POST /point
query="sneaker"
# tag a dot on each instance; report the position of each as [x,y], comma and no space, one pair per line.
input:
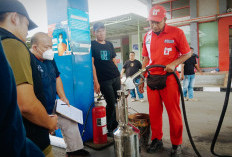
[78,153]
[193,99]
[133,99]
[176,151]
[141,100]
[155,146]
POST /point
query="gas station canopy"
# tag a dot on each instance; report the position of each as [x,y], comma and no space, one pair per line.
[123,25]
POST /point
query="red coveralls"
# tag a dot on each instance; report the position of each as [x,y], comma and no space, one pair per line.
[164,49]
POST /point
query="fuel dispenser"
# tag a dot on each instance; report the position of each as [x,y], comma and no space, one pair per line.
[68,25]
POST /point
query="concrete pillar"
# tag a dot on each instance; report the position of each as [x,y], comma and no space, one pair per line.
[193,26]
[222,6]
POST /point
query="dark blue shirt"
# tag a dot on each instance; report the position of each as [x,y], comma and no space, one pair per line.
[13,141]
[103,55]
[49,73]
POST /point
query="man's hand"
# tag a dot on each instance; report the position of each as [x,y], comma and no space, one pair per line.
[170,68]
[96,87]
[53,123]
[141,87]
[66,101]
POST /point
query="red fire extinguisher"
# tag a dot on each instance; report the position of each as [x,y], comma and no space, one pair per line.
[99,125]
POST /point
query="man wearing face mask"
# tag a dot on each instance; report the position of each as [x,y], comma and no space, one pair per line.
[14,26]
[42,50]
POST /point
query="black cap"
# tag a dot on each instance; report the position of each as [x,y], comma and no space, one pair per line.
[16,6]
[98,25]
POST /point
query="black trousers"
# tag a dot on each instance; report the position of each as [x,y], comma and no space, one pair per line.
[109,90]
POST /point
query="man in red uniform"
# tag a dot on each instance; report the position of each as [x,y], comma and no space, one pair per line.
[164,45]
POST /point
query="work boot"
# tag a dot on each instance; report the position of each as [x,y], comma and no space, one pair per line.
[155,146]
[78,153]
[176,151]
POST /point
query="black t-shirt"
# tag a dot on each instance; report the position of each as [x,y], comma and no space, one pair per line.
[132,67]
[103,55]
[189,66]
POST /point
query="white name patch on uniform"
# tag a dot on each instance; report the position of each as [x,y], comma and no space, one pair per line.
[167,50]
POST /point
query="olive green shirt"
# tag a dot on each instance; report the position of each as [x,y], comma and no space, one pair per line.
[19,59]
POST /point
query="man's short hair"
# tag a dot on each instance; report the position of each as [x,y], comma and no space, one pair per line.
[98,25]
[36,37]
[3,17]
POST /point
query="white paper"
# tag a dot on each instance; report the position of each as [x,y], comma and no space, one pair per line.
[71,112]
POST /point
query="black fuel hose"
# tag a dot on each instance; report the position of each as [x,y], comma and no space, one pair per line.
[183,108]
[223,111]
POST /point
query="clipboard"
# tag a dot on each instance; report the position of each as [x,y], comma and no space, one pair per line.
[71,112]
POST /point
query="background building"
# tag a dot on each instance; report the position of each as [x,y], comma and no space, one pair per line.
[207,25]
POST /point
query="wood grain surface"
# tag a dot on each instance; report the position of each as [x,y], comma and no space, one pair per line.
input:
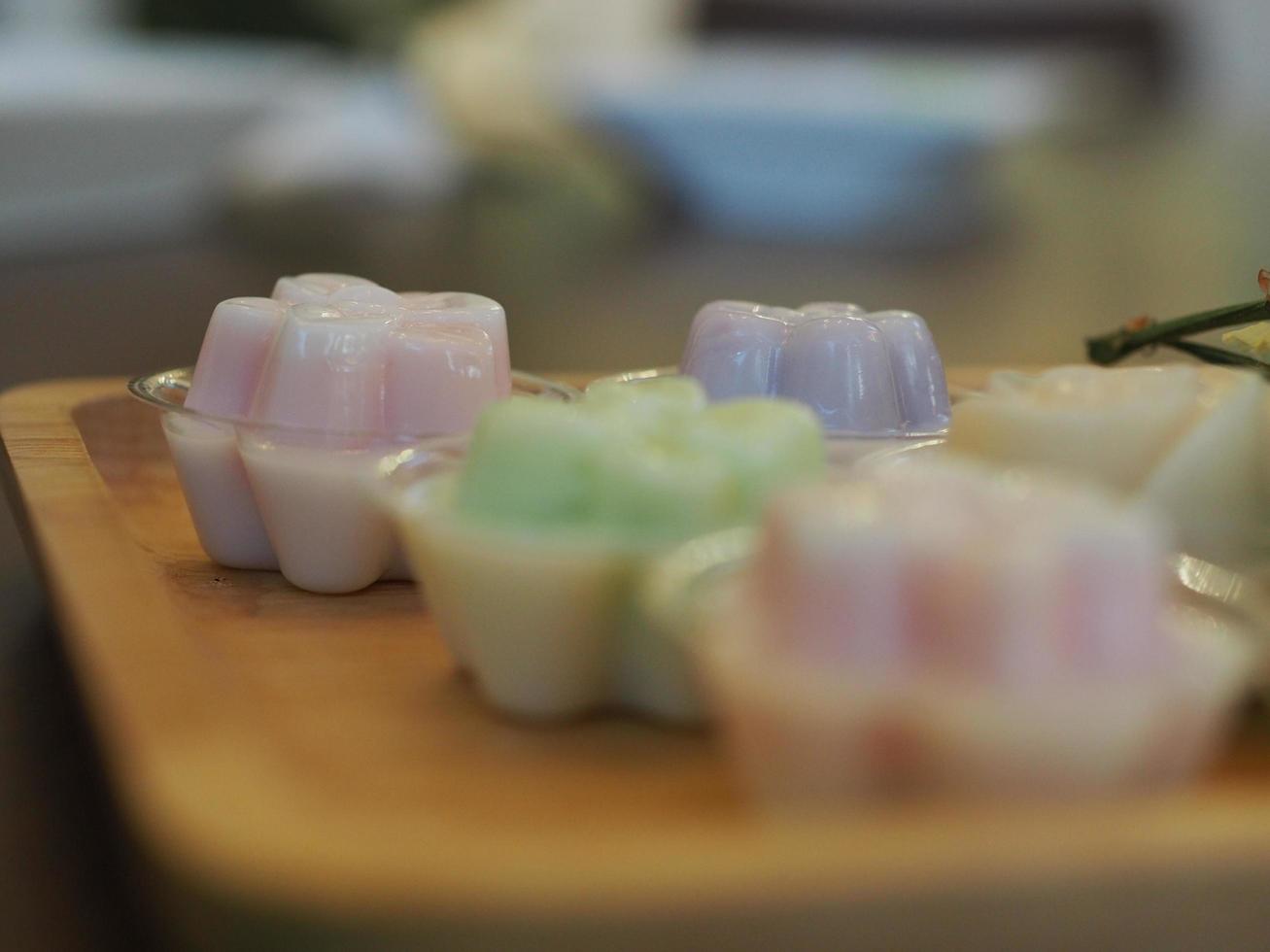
◇ ◇ ◇ ◇ ◇ ◇ ◇
■ **Exercise objective**
Repeat each entry precisely as it appears. Leave the pictures out.

■ **Exercise response**
POST /point
query="sneaker"
# tag a dot on each instance; report the position of each as [x,y], comma and no space, one pair per line.
input:
[78,153]
[193,99]
[133,99]
[176,151]
[141,100]
[155,146]
POST /point
query="gas station canopy"
# tag a dot on each instance; report the position of each as [x,y], comma and no space, one pair per line.
[123,25]
POST /point
query="red coveralls"
# tag a dot on each instance; report the position of each as [x,y], comma and no space, one pair per line.
[164,49]
POST /point
query="fuel dispenser"
# tag a dot on each instance; report the position of each as [x,y], comma and no space, one pair per line.
[68,25]
POST /point
query="concrete pillar"
# tag a dot on each instance; report the position of each as [x,y], comma and no space, one pair per line.
[193,26]
[222,6]
POST /point
query="dark blue shirt"
# tag a dot on each instance; report the position of each as [x,y], comma and no space, one pair per line.
[13,141]
[103,55]
[49,73]
POST /point
query="man's hand"
# tag a dot on each instance; report the position of each as [x,y], comma and no space, one pair per line.
[170,68]
[96,87]
[53,123]
[141,87]
[66,101]
POST /point
query="red fire extinguisher"
# tag a dot on each instance; report the position of each as [x,y], comma and no space, one pair per line.
[99,125]
POST /point
query="man wearing face mask"
# tag a dot on each instance; report the position of each as [x,y], comma and no space, one pair per line.
[14,26]
[42,50]
POST /point
query="black cap"
# tag a dot on each instance; report the position of each as [x,y], comma and no space, one pair per line.
[16,6]
[98,25]
POST /point
query="black trousers"
# tag a dot on each instance; report the position of each as [x,y], comma and no space, one pair per line.
[109,90]
POST /point
query="man in red uniform"
# tag a dot on each instance; report the position of each as [x,y], comma and no space, one pair per line.
[164,45]
POST /point
query="work boot"
# tag a dot on each instance; report the position of each as [x,y], comma and no space, one pair per line.
[155,146]
[78,153]
[176,151]
POST /point
query="black t-shirt"
# tag a dot on each instance; report the position of each as [x,y], comma and no space, one pair per line.
[132,67]
[103,55]
[189,66]
POST /point
query="white name patch on uniform"
# tag a dot on each instance; report the position of each as [x,y], comma and no space, one pair per line.
[167,50]
POST /point
query="olive green shirt"
# tag a dot on each instance; report the position of each as [x,y], comma and no space, one pair per line.
[19,59]
POST /point
query="man's short hair"
# tag a dot on each instance; report the position of each as [x,y], comma and no space, one pair per line.
[98,25]
[36,37]
[3,17]
POST /point
query="white paper"
# tag a dot on each instance; report the position of each as [x,y], comma and no space, one pair per line.
[71,112]
POST /point
query="black fuel hose"
# tag a dot on each instance; report the position of each as [x,y], comma and no space, one pair per line.
[183,108]
[223,111]
POST /point
query="clipboard"
# tag a dot on each instance; report the position of each as [x,y], comma and no space, one pair per line.
[71,112]
POST /point
query="background building"
# tag a dot on each instance; report the position of each as [x,y], comma and no space, one pair per line.
[207,25]
POST /point
query="wood grain surface"
# tag a dot on each instance; report the position of each as [x,y], comma and no space, one pair per line.
input:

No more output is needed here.